>> Start Entries

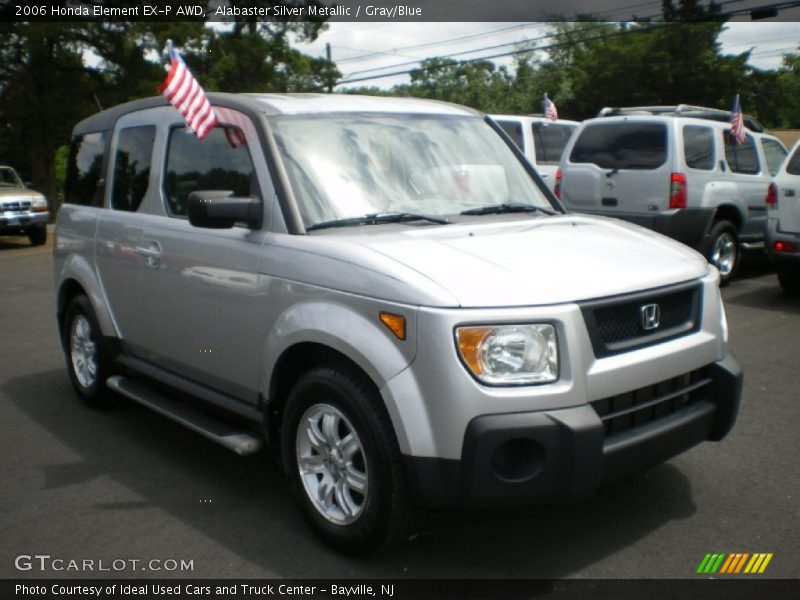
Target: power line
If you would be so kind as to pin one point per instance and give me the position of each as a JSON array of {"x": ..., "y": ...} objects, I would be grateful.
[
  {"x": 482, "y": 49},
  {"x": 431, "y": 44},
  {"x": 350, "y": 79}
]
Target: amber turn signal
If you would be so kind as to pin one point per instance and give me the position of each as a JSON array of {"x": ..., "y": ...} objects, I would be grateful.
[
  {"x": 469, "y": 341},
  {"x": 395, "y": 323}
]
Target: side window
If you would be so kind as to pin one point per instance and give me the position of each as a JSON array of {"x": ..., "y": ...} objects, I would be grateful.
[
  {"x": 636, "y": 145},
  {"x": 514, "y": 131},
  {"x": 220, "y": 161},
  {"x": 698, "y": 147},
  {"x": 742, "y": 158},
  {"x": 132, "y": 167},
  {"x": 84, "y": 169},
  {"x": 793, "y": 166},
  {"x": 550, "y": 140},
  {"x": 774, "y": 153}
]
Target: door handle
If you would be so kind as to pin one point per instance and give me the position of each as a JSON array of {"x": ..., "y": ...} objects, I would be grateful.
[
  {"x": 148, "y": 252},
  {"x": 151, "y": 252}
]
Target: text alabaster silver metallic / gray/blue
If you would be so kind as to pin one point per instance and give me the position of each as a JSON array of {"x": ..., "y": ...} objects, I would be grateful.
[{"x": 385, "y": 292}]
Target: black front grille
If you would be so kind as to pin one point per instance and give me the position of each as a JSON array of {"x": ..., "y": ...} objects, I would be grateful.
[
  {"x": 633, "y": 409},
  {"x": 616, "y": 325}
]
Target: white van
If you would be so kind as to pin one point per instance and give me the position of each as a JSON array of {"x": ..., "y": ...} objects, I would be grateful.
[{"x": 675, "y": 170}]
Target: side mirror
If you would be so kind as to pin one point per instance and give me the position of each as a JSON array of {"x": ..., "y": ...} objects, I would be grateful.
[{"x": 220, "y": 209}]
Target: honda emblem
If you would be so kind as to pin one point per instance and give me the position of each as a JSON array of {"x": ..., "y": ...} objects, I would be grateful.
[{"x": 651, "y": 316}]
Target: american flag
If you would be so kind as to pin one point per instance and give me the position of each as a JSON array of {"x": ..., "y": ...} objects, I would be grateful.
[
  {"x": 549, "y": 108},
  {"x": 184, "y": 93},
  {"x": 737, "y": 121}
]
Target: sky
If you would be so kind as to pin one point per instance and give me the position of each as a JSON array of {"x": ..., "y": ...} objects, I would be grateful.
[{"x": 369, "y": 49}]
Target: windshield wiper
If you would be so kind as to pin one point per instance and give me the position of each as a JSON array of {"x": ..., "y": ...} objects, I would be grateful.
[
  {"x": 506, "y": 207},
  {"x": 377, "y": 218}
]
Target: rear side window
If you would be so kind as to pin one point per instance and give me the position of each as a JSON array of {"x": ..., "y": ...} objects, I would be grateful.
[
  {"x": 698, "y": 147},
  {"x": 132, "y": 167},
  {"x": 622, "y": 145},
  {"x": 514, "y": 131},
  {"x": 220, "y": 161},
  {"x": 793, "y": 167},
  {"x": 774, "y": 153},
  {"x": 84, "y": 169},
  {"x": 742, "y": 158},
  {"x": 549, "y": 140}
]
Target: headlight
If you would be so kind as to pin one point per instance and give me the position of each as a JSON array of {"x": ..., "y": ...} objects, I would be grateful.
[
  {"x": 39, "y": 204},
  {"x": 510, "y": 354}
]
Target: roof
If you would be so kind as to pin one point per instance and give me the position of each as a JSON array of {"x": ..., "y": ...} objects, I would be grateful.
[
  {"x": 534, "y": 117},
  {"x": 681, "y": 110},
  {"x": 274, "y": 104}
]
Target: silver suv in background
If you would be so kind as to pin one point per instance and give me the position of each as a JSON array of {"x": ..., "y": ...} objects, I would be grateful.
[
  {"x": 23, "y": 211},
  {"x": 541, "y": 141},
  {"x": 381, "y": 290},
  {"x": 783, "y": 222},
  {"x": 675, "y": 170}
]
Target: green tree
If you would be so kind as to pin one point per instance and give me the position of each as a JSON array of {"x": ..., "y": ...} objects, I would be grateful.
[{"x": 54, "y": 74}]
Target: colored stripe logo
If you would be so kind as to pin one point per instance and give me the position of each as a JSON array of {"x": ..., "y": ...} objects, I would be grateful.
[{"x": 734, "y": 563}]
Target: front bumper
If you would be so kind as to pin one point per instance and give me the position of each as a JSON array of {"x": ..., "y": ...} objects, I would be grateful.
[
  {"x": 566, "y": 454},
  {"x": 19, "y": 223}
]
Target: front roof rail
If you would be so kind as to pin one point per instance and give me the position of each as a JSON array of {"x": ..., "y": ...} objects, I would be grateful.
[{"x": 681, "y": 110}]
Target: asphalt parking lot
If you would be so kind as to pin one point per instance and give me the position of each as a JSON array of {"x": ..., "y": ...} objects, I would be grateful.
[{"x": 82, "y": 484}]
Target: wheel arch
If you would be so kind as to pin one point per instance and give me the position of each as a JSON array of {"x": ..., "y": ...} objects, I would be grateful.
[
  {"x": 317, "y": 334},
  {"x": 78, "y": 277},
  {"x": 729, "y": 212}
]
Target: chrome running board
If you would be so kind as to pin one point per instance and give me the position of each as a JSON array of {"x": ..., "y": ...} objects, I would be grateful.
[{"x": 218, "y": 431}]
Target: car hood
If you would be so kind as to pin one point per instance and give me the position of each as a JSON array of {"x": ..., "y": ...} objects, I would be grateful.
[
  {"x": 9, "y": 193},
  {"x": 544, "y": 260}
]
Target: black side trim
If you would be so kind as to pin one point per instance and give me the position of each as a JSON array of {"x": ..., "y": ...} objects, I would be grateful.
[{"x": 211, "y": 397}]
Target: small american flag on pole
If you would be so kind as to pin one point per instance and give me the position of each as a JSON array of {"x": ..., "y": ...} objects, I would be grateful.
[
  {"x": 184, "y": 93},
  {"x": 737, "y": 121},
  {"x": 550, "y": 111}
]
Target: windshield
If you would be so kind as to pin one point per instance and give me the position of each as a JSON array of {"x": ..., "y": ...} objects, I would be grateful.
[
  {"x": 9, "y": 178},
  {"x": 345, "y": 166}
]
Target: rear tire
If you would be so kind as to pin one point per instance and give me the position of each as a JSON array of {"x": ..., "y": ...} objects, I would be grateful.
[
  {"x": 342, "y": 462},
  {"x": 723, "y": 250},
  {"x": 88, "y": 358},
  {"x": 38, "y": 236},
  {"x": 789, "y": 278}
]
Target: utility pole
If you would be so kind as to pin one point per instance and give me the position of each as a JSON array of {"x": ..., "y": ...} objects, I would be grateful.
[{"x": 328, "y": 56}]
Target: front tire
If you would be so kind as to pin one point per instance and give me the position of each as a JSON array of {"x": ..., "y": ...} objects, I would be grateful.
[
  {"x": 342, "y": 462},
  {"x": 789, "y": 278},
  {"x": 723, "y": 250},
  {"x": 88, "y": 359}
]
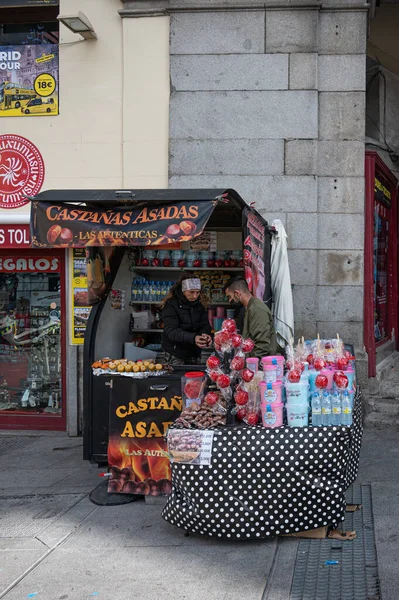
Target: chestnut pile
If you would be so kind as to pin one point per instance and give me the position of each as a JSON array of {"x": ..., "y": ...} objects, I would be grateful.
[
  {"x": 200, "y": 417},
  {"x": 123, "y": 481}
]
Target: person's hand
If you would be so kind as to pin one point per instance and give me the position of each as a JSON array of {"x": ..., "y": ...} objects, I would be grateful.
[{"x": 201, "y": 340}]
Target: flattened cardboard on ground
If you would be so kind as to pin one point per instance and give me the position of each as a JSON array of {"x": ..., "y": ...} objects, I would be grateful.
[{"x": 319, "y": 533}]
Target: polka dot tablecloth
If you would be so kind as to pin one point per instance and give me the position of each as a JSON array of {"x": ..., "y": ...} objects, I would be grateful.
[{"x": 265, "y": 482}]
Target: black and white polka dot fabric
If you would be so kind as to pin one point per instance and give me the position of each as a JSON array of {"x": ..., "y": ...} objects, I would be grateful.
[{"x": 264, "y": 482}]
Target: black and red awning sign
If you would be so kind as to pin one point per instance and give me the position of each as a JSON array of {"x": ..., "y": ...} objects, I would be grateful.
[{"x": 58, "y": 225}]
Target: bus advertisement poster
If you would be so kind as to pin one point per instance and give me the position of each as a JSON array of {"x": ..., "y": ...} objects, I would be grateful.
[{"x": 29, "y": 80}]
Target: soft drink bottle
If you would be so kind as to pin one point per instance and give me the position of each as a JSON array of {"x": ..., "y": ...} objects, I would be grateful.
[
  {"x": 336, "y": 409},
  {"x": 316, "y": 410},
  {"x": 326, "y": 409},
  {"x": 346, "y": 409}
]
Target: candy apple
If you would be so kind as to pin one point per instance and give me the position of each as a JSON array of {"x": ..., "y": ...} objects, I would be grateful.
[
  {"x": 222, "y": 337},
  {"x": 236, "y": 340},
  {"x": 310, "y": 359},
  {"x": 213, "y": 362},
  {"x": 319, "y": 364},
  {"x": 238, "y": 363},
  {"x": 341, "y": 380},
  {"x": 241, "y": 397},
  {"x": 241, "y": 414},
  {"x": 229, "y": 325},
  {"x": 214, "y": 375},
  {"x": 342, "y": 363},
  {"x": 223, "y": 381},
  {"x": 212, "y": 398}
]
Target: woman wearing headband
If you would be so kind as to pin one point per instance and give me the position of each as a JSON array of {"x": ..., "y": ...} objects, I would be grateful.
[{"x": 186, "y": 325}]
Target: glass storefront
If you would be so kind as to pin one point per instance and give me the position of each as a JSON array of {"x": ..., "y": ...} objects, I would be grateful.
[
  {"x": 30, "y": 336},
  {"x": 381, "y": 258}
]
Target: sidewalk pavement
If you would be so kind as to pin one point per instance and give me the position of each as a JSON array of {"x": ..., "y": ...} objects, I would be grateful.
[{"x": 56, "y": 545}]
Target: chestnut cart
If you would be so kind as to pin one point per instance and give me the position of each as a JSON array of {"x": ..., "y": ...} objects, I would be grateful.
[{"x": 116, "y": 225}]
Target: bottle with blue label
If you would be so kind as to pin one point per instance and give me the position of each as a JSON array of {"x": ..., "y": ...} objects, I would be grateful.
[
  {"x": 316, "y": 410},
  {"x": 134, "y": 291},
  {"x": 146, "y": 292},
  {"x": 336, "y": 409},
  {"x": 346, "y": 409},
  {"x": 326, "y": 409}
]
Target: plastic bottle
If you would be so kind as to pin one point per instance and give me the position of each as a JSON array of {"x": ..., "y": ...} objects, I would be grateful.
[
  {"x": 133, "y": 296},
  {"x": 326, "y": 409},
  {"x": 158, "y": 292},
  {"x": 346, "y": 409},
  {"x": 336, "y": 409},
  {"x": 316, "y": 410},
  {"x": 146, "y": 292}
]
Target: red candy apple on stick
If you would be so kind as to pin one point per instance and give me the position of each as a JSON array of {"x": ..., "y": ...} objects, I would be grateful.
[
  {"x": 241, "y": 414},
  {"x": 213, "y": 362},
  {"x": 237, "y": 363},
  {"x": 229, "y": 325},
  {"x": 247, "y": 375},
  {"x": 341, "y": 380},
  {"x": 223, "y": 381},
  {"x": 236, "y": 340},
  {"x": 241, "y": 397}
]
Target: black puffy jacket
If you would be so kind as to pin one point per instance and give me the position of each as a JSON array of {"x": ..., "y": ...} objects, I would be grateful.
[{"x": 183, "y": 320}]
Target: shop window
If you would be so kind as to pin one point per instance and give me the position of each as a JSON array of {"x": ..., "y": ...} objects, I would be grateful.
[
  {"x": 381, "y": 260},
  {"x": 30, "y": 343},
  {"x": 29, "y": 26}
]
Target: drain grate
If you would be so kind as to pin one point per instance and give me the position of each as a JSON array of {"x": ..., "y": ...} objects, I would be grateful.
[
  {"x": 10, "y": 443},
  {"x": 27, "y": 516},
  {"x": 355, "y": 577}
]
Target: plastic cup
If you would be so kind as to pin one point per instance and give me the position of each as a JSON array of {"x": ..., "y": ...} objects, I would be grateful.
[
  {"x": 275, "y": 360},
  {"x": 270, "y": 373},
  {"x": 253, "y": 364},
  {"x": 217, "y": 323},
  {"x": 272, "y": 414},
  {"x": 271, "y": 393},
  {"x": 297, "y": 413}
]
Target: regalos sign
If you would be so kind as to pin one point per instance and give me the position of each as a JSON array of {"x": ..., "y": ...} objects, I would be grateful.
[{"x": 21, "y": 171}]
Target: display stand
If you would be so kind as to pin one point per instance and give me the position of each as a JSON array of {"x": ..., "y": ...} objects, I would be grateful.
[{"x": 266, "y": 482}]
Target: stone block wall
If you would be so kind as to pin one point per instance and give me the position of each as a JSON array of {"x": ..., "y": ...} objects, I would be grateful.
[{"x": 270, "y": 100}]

>> End Entries

Convert the lines running from the one containing "Target: stone block wall" through the end of the records into a numbered list, leaving out any blank lines.

1. Target: stone block wall
2. If you would be so kind as to pin one point per instance and give me the position of each as a JSON array of {"x": ..., "y": ...} objects, I would be grateful.
3. [{"x": 270, "y": 100}]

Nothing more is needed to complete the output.